Problem to work on >> Your answer should be every line of the entries that has the string "queried" in it.

═══ Records for processing

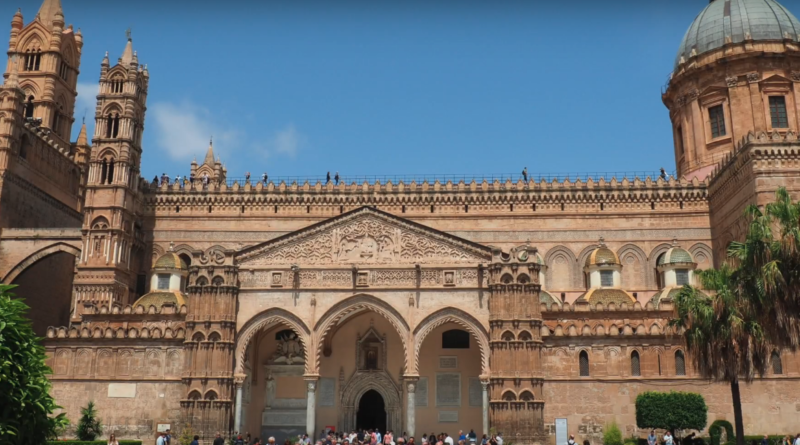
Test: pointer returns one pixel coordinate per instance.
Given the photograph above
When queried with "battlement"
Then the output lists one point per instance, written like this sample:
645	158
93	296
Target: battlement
598	194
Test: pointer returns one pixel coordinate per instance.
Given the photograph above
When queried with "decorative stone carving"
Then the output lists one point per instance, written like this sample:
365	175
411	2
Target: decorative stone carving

══════

Result of this task >>
When queried with "battlement"
When queried with "decorative stone carving"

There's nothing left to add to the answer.